Entries taken from a collection:
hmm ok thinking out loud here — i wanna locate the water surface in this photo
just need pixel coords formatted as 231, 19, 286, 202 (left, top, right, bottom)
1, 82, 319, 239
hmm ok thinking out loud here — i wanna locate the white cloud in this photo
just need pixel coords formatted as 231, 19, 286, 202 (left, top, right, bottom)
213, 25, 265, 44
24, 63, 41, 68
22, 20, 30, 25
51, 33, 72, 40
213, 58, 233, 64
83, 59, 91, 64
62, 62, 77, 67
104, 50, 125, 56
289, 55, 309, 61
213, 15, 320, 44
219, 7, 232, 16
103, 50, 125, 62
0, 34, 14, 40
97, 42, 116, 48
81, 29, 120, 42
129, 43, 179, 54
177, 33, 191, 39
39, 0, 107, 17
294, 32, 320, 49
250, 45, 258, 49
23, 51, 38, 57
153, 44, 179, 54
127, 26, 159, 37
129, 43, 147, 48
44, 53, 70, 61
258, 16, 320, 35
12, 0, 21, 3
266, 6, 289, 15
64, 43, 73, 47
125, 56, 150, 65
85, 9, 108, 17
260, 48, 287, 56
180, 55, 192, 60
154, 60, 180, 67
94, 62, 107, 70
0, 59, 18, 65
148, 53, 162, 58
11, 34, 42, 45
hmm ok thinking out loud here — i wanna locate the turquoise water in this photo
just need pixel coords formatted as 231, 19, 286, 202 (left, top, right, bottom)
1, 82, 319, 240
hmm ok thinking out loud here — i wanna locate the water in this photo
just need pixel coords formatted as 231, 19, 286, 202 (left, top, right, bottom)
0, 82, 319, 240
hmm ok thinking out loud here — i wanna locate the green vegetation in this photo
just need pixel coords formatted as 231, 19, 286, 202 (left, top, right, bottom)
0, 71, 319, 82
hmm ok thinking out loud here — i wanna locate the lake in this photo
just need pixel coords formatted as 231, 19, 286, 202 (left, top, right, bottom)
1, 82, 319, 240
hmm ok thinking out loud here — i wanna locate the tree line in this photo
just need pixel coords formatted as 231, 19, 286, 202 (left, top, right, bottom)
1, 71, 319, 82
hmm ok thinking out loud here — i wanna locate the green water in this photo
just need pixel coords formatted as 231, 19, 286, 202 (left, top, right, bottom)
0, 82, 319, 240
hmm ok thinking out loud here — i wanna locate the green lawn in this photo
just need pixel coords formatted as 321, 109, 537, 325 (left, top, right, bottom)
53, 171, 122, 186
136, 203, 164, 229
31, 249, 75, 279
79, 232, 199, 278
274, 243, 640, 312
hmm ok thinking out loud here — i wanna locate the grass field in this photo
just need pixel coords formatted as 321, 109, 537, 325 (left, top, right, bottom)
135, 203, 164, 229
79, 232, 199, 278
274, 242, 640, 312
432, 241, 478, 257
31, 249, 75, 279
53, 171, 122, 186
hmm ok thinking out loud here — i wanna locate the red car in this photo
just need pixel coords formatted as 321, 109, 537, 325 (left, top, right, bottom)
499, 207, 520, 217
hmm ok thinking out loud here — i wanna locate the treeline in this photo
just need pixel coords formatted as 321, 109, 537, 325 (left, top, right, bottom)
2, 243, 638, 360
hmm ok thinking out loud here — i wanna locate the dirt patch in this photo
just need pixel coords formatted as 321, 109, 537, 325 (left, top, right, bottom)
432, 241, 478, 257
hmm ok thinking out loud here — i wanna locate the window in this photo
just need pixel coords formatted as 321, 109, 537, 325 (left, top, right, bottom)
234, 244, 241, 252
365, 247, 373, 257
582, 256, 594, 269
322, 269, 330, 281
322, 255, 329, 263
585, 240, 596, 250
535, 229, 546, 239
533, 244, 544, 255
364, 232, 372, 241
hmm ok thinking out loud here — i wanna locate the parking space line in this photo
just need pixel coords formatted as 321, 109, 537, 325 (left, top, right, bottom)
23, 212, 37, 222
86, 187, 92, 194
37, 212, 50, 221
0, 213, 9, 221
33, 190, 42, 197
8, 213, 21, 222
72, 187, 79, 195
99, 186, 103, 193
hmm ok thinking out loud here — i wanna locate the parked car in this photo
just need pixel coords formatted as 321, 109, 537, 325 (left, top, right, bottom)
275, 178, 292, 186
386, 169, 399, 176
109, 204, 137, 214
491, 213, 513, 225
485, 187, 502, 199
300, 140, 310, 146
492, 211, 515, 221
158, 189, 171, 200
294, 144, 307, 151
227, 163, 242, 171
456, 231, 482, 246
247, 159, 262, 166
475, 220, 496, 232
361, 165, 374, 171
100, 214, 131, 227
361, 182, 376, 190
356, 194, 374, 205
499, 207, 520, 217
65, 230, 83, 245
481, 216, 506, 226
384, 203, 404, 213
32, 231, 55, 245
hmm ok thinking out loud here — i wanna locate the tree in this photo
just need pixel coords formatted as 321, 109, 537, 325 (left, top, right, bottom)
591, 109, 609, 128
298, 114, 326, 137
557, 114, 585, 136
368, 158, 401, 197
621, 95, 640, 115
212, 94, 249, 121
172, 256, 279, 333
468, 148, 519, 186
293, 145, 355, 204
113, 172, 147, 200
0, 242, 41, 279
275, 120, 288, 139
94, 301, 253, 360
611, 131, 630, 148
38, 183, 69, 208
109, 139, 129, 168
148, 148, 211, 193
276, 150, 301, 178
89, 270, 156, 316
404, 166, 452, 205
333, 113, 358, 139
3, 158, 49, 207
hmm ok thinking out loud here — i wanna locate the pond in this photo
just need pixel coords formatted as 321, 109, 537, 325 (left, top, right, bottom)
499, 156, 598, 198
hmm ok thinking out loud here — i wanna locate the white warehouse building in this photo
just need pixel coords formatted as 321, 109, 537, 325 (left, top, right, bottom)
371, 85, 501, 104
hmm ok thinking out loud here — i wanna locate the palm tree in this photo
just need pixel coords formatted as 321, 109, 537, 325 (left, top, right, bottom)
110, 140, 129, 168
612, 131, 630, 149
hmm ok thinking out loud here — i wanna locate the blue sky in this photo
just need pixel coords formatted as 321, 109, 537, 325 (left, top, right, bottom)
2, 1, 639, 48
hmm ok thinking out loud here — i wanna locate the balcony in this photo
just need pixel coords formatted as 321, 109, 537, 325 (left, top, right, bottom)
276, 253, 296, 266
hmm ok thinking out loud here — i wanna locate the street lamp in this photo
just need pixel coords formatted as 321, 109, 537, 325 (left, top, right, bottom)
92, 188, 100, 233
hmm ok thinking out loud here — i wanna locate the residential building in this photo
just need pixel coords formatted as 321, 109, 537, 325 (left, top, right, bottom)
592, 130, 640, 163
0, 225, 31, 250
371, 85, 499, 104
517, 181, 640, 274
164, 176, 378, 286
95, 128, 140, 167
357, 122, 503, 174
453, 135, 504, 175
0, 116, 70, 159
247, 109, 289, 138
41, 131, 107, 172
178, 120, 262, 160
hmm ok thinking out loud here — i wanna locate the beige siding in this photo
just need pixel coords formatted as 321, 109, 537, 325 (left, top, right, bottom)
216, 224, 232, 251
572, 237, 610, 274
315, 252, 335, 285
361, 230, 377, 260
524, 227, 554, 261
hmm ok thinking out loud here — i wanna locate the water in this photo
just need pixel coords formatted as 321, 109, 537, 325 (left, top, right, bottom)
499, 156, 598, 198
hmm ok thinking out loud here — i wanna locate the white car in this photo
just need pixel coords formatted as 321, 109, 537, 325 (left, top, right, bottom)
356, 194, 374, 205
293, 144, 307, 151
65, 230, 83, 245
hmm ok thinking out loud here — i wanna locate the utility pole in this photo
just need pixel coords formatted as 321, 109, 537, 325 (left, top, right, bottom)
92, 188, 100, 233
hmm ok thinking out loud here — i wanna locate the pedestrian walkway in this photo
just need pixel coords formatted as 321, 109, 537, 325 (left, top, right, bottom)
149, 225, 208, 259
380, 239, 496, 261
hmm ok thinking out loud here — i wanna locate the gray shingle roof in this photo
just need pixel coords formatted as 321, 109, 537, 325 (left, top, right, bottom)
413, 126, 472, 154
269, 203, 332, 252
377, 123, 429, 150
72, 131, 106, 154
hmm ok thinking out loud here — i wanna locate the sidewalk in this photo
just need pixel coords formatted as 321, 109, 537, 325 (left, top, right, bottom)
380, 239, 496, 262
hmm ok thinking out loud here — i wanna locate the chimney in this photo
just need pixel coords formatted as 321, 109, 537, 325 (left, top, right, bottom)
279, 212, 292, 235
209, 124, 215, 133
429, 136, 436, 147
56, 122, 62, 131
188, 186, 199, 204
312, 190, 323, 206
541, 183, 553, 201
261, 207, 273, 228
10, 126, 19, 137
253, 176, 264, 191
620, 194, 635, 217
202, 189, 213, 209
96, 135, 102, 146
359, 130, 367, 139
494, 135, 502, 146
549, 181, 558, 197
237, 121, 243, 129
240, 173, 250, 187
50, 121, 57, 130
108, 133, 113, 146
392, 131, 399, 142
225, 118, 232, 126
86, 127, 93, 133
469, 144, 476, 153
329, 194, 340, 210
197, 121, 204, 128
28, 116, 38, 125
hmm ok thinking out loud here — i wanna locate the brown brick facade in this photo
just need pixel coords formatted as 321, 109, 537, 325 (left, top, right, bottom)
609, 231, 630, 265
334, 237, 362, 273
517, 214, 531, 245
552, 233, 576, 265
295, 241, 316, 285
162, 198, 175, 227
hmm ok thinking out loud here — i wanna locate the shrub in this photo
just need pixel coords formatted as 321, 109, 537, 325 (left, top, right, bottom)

* [What to do]: Search the records for the word "white". Copy every line that has it.

* [Task output]:
hmm ok thinking out loud here — i wanna locate the white cloud in this photo
hmm ok thinking out loud here — i wanna locate the white warehouse building in this photo
hmm ok thinking out loud here — i wanna locate the white car in this photo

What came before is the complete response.